■ **Description of the task**: Copy the lines from the start of the records through the line that contains "316], [406, 293]]", including both ends, and leave the pictures out of your copy.

(Named region outline records)
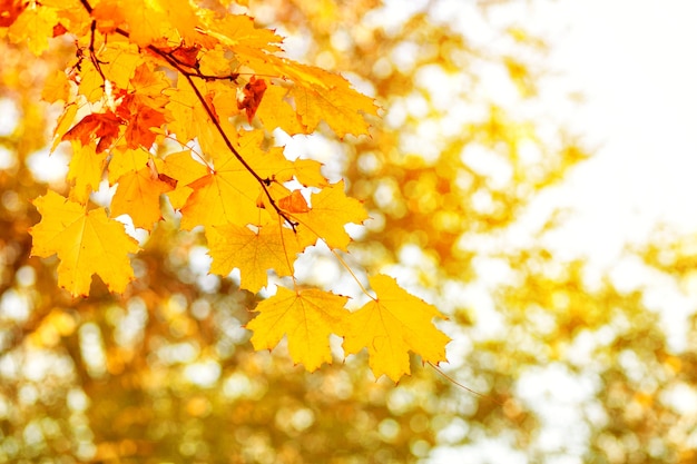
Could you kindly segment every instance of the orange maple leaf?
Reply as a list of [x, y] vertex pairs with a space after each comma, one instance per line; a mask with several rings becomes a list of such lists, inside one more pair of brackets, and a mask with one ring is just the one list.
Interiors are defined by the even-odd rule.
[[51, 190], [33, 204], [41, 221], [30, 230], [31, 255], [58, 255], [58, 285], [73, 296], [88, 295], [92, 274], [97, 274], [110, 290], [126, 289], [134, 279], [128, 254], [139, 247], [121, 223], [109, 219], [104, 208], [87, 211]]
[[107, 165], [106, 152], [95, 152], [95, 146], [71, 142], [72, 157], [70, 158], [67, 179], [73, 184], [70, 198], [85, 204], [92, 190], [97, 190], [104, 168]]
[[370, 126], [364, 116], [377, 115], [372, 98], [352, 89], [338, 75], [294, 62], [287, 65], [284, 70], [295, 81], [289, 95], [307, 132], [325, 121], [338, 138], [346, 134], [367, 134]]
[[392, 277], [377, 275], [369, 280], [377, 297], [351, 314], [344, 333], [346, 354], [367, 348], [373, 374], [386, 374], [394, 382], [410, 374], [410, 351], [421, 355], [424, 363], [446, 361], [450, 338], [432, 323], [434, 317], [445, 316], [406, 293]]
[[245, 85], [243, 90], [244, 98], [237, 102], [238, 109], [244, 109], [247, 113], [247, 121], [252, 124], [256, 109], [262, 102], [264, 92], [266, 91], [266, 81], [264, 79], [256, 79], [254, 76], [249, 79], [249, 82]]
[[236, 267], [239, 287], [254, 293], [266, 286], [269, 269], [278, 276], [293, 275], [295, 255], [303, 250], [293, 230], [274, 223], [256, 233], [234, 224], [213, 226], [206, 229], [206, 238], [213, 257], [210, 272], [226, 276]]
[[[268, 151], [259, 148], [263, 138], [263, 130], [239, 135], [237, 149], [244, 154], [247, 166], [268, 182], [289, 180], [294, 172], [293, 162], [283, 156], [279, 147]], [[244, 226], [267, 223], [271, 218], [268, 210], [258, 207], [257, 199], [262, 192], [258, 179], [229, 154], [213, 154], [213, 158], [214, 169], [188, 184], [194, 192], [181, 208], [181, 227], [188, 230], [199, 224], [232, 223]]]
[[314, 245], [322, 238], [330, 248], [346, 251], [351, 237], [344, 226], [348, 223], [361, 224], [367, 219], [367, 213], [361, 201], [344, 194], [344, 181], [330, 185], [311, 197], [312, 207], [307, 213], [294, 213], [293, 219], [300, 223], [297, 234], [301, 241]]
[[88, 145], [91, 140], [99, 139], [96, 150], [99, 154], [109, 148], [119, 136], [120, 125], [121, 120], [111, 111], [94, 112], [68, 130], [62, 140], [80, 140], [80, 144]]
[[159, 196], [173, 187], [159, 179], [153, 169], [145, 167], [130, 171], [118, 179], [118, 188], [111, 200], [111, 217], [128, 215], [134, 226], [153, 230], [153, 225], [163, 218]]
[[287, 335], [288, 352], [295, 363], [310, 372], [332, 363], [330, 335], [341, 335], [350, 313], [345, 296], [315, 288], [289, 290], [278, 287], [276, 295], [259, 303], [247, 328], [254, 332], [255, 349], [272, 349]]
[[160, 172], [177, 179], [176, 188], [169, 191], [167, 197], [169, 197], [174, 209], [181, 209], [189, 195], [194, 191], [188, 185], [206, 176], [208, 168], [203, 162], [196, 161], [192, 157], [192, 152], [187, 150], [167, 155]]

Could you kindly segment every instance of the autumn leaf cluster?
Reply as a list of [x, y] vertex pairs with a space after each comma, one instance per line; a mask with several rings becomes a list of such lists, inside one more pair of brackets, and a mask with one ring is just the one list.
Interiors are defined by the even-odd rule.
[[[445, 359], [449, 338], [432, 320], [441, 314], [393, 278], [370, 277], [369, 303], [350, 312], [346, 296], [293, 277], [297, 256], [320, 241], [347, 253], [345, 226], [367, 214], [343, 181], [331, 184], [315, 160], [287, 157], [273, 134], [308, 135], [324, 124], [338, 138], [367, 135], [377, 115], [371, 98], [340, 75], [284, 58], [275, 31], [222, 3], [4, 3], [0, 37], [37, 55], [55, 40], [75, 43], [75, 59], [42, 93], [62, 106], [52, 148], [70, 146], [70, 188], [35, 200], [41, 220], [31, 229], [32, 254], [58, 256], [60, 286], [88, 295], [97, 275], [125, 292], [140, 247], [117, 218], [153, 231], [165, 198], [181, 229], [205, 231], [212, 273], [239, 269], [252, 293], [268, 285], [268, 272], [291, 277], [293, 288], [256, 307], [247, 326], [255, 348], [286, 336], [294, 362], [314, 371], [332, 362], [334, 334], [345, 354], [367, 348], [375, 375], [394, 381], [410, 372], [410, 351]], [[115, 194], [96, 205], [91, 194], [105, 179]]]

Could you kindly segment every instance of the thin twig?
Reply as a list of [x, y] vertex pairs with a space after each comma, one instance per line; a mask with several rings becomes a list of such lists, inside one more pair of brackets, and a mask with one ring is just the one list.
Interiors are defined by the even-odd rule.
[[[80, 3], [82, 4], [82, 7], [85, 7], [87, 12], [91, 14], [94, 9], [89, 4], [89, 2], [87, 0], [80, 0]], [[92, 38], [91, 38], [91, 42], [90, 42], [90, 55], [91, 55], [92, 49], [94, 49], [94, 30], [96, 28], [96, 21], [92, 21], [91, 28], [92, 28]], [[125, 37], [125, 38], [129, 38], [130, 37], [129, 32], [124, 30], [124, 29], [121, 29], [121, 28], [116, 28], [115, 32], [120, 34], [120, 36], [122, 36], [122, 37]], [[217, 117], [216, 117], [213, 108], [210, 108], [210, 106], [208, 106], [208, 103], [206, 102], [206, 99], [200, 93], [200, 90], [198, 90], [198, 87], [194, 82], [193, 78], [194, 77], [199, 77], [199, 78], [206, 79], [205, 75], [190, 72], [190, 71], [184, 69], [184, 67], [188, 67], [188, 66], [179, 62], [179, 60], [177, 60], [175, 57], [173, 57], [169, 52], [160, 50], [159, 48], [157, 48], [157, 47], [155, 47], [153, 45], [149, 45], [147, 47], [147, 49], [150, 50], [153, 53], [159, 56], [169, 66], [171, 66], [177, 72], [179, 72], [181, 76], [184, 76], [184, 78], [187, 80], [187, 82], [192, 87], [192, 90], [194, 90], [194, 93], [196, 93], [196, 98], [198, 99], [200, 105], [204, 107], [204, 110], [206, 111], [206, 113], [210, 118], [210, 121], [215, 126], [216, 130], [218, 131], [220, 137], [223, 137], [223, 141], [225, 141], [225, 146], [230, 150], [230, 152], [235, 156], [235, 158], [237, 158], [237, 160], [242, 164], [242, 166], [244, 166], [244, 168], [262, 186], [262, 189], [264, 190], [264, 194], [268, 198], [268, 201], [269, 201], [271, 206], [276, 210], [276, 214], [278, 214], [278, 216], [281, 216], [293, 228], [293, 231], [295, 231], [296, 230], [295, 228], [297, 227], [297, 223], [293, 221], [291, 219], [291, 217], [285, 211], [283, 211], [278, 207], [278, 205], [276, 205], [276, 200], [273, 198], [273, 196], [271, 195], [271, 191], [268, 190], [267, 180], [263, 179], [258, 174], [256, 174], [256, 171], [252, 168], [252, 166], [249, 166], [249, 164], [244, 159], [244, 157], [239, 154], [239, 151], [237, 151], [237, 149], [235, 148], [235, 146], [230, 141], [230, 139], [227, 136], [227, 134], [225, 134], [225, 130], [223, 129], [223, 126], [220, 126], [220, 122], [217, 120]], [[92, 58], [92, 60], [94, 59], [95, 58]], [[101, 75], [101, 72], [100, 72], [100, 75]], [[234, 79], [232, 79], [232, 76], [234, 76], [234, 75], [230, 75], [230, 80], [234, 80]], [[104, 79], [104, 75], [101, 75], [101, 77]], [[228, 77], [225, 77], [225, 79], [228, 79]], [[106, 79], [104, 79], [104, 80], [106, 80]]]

■ **Final result**:
Could you kindly segment every instance of the orange maple leaf?
Reply as a list of [x, y] vertex pairs with a space after each comma, one instance per line; a mask with several rings becomes a list of such lists, inside one more pair of brackets, and a mask with one ring is just the one list.
Interiors are defined by the even-odd rule.
[[51, 190], [33, 204], [41, 221], [30, 230], [31, 255], [58, 255], [58, 285], [73, 296], [88, 295], [92, 274], [97, 274], [110, 290], [126, 289], [134, 279], [128, 254], [139, 247], [121, 223], [109, 219], [104, 208], [87, 211]]
[[107, 165], [106, 152], [95, 152], [95, 146], [71, 142], [72, 157], [70, 158], [67, 179], [73, 184], [70, 198], [85, 204], [92, 190], [97, 190], [104, 168]]
[[370, 126], [364, 116], [377, 115], [372, 98], [352, 89], [338, 75], [294, 62], [287, 65], [284, 70], [295, 81], [289, 95], [307, 132], [325, 121], [338, 138], [346, 134], [367, 134]]
[[392, 277], [377, 275], [369, 280], [377, 297], [351, 314], [344, 333], [346, 354], [367, 348], [373, 374], [386, 374], [394, 382], [410, 374], [410, 351], [421, 355], [424, 363], [446, 361], [450, 338], [432, 323], [434, 317], [445, 316], [406, 293]]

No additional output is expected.